## Short problem
Reproduce the data that follows in its entirety, character for character.

## Record extracts
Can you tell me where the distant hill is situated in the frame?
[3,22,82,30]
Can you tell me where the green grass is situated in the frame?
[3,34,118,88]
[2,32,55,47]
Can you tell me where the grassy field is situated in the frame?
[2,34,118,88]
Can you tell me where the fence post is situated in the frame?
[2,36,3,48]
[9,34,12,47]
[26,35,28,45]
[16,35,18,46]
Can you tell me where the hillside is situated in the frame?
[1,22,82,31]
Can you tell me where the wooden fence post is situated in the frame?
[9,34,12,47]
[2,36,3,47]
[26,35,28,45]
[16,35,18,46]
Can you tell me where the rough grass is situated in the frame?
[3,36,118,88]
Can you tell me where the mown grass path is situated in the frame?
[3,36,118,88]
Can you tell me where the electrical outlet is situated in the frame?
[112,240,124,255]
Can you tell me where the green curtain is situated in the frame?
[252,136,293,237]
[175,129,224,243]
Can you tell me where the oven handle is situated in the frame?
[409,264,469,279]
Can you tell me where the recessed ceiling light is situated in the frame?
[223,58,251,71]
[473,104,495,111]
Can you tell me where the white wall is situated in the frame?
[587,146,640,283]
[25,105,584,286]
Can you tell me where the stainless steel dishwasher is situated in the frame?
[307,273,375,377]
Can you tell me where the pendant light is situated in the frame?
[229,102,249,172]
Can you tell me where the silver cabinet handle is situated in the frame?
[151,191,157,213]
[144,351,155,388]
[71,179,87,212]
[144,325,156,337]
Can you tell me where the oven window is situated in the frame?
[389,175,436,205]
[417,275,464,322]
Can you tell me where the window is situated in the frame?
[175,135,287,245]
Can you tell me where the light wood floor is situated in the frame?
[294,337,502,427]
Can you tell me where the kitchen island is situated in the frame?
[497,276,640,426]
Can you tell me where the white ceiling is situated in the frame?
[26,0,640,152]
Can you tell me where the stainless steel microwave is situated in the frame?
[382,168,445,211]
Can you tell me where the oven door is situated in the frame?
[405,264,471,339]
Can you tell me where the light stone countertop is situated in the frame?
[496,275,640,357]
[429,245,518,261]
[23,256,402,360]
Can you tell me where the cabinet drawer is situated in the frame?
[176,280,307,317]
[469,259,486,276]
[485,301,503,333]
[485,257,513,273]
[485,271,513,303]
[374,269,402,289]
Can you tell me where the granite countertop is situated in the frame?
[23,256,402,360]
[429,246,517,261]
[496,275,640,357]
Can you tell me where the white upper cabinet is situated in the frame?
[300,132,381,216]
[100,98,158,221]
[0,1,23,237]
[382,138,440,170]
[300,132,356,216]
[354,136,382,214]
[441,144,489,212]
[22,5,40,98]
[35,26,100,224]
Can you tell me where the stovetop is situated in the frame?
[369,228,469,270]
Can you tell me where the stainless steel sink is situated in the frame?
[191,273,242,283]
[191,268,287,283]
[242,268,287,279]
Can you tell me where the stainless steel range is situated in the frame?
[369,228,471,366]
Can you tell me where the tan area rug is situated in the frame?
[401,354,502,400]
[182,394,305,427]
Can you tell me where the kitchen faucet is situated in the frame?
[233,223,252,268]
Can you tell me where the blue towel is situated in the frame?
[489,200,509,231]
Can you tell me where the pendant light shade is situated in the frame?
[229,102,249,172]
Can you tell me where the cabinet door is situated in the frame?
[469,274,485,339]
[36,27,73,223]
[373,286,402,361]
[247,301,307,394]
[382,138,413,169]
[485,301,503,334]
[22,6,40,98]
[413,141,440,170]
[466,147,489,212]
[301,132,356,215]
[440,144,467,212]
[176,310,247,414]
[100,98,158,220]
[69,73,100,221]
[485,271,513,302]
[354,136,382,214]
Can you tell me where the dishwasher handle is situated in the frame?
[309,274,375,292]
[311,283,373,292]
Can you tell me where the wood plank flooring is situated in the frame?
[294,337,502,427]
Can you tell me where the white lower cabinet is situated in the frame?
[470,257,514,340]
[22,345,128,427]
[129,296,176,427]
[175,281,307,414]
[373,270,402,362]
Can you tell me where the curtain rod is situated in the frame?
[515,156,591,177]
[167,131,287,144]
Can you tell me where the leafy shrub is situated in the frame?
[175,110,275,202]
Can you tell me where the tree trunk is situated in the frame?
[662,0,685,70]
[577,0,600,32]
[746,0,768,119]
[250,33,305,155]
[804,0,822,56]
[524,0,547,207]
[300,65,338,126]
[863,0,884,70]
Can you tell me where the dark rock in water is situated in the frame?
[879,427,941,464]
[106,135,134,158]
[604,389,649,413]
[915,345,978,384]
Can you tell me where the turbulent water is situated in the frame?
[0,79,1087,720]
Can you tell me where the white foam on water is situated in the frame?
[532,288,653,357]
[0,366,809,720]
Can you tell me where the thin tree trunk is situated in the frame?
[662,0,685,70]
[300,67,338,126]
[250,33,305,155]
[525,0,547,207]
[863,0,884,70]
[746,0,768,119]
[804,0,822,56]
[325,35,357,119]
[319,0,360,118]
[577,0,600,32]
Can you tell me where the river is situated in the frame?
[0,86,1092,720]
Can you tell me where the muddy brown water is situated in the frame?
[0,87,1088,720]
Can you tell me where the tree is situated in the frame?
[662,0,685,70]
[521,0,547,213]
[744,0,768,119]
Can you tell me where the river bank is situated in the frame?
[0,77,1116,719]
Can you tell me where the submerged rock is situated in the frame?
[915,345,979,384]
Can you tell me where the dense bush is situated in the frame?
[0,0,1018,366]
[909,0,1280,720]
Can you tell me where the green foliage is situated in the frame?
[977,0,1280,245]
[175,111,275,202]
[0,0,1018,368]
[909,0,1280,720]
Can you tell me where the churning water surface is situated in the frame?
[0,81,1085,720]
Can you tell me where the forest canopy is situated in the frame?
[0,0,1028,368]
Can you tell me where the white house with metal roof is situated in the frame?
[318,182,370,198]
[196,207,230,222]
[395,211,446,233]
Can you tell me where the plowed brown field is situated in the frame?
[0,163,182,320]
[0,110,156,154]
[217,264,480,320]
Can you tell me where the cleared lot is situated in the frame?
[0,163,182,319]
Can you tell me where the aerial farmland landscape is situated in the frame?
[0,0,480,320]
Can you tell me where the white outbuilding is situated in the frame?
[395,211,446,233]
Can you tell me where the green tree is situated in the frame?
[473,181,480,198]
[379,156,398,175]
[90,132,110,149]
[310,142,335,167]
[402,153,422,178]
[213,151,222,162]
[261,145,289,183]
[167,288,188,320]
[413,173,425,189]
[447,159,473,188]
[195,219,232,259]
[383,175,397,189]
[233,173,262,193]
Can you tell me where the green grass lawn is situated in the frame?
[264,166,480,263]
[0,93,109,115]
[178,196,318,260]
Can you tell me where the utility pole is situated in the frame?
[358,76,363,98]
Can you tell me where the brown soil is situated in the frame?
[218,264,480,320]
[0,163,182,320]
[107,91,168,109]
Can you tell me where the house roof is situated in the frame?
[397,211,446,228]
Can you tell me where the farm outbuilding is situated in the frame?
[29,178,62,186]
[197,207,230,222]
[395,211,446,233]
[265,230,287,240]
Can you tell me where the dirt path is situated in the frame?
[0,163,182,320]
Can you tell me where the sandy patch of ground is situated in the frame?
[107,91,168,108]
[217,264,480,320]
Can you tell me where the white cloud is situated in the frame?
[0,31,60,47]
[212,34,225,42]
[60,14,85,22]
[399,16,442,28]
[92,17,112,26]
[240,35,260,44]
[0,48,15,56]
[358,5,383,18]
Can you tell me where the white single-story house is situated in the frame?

## Answer
Can you tell me where the distant hill is situated in the frame?
[3,22,82,30]
Can you tell me where the green grass is situated in the frame?
[3,34,118,88]
[2,32,55,47]
Can you tell me where the grassy field is situated in the frame?
[2,34,118,88]
Can you tell me where the fence post is situated in the frame?
[2,36,3,48]
[9,34,12,47]
[26,35,28,45]
[16,35,18,46]
Can you tell me where the hillside is situated in the frame?
[1,22,82,31]
Can you tell me where the wooden fence post is situated in the frame?
[9,34,12,47]
[2,36,3,47]
[26,35,28,45]
[16,35,18,46]
Can you tell me where the rough grass is situated in the frame?
[3,36,118,88]
Can you tell me where the mown grass path is situated in the frame?
[3,36,118,88]
Can you tell me where the electrical outlet is situated in the frame?
[112,240,124,255]
Can you tell me where the green curtain is situated in the frame?
[252,136,293,237]
[175,129,224,243]
Can you tell me where the oven handle is situated in the frame?
[409,264,469,279]
Can you tell me where the recessed ceiling light is situated in the frame?
[223,58,251,71]
[473,104,495,111]
Can you tell me where the white wall is situated in the frame?
[587,146,640,283]
[25,105,584,286]
Can you tell me where the stainless steel dishwasher is situated in the frame?
[307,273,375,377]
Can you tell me where the pendant light is situated in the frame?
[229,102,249,172]
Can you tell me where the silver cabinet handle is situated in the frame?
[151,191,157,213]
[144,351,155,388]
[71,179,87,212]
[144,325,156,337]
Can you tell me where the oven window is situated in the frame?
[389,175,436,205]
[417,275,464,322]
Can you tell me where the window is situated in the frame?
[175,135,287,245]
Can you tell me where the light wood floor is situated in the frame?
[294,337,502,427]
Can you tell me where the kitchen island is situated in the frame?
[497,276,640,426]
Can you tell me where the white ceiling is situated in the frame?
[26,0,640,152]
Can you tell me where the stainless steel microwave is situated in the frame?
[382,168,445,211]
Can you tell me where the oven door is situated in the frame?
[405,264,471,339]
Can you tell me where the light stone countertop is situated in the frame?
[496,275,640,357]
[429,245,518,261]
[23,256,402,360]
Can you tell me where the cabinet drawer is situated in the frame?
[176,280,307,317]
[469,259,486,276]
[485,301,503,333]
[485,257,513,273]
[485,271,513,303]
[374,269,402,289]
Can you tell me where the granite countertop is situated in the frame?
[23,256,402,360]
[429,246,517,261]
[496,275,640,357]
Can you tell me where the white upper cabinet is situated in the frame?
[300,132,381,216]
[100,98,158,221]
[0,1,23,237]
[382,138,440,170]
[300,132,356,216]
[354,136,382,214]
[441,144,489,212]
[22,5,40,98]
[35,26,100,224]
Can you tell me where the stovetop is situated in the frame?
[369,228,469,270]
Can you tell me where the stainless steel sink is situated in the frame?
[191,273,242,283]
[191,268,287,283]
[242,268,287,279]
Can you tell me where the stainless steel range is situated in the frame?
[369,228,471,366]
Can you tell me where the tan area rug is situated in the frame?
[401,354,502,400]
[182,394,305,427]
Can you tell me where the kitchen faucet is situated in the frame?
[233,223,252,268]
Can you tell me where the blue towel is situated in the frame?
[489,200,509,231]
Can you tell me where the pendant light shade is situated in the frame?
[229,102,249,172]
Can you tell me where the cabinet door is situated in the frame?
[469,274,485,339]
[36,27,73,223]
[373,286,402,361]
[247,301,307,394]
[382,138,413,169]
[485,301,503,334]
[22,6,40,98]
[413,141,440,170]
[466,147,489,212]
[301,132,356,215]
[440,144,467,212]
[176,310,247,414]
[100,98,158,220]
[69,73,100,221]
[485,271,513,302]
[354,136,382,214]
Can you tell me where the dishwasher handle is situated in the frame?
[309,274,375,292]
[311,283,373,292]
Can you tell me where the wood plank flooring is situated in the frame?
[294,337,502,427]
Can you tell me where the white lower cabinet is situated in the frame?
[470,257,514,340]
[22,345,128,427]
[129,296,176,427]
[175,281,307,414]
[373,270,402,362]
Can you tell me where the curtain rod is situated in the frame?
[515,156,591,177]
[167,131,287,144]
Can you tell me where the leafy shrub is situated in the frame?
[175,110,275,202]
Can you tell me where the tree trunk is situated in the frame?
[662,0,685,70]
[577,0,600,32]
[746,0,768,119]
[250,33,305,155]
[804,0,822,56]
[524,0,547,207]
[300,65,338,126]
[863,0,884,70]
Can you tell me where the dark rock in water is situated in the frame?
[879,427,941,464]
[106,135,134,158]
[604,389,649,413]
[915,345,978,384]
Can you tell me where the turbulent water is situated in the frame?
[0,79,1087,720]
Can you tell me where the white foam on water is situated in the frame?
[532,288,653,357]
[0,366,809,720]
Can you tell me where the thin tree trunk is situated in the frame?
[662,0,685,70]
[300,67,338,126]
[250,33,305,155]
[525,0,547,207]
[863,0,884,70]
[746,0,768,119]
[804,0,822,56]
[325,35,357,119]
[319,0,360,118]
[577,0,600,32]
Can you tell me where the river is situated in the frame?
[0,86,1092,720]
Can you tell me where the muddy brown water is situated in the frame?
[0,87,1088,720]
Can you tell me where the tree is situated in the frame?
[662,0,685,70]
[521,0,547,213]
[744,0,768,119]
Can you tell me where the river bank is situated in the frame?
[0,77,1116,719]
Can you tell me where the submerged rock is situated in the frame?
[915,345,979,384]
Can you tell me where the dense bush is situated in the frame?
[0,0,1018,366]
[909,0,1280,720]
Can you tell me where the green foliage is situated in the frame?
[977,0,1280,245]
[175,111,275,202]
[0,0,1018,368]
[909,0,1280,720]
Can you tell me where the churning water surface is situated in the frame?
[0,81,1085,720]
Can you tell me where the forest canopy is situated in the frame?
[0,0,1028,368]
Can you tell me where the white house with metal roof is situated in the frame?
[318,182,370,198]
[196,207,230,222]
[395,211,446,233]
Can you tell me where the plowed brown field is situated in the frame?
[0,163,182,320]
[0,110,156,154]
[217,264,480,320]
Can you tell me where the cleared lot is situated in the frame?
[0,163,182,319]
Can you tell me where the aerial farmland landscape is situated in the frame?
[0,0,480,320]
Can you tell me where the white outbuilding is situated in the frame?
[395,211,446,233]
Can you tell me where the green tree is situated in the frame?
[473,181,480,198]
[379,156,398,175]
[90,132,110,149]
[310,142,335,167]
[402,153,422,178]
[213,151,222,162]
[261,145,289,183]
[167,288,188,320]
[413,173,425,189]
[447,159,473,188]
[195,219,232,259]
[383,175,397,189]
[233,173,262,193]
Can you tell me where the green grass lawn is situated in the frame?
[264,166,480,263]
[0,93,109,115]
[178,196,318,260]
Can you tell me where the utility pole is situated in the frame?
[358,76,363,98]
Can you tell me where the brown soil is situated in the frame?
[218,264,480,320]
[0,163,182,320]
[107,91,168,109]
Can you tell me where the house roof is situated in the frame?
[397,211,446,228]
Can you tell me where the farm outbuilding is situated in the frame?
[29,178,62,186]
[197,207,230,222]
[395,211,446,233]
[265,230,287,240]
Can you tell me where the dirt path is situated in the frame?
[0,163,182,320]
Can you tell me where the sandy patch of ground is situated in the frame?
[107,91,168,108]
[217,264,480,320]
Can you tell me where the white cloud is situated in the frame?
[0,31,60,47]
[212,34,225,42]
[60,14,85,22]
[399,16,442,28]
[92,17,112,26]
[240,35,260,44]
[0,48,15,56]
[358,5,383,18]
Can you tell me where the white single-story house is situated in the frame?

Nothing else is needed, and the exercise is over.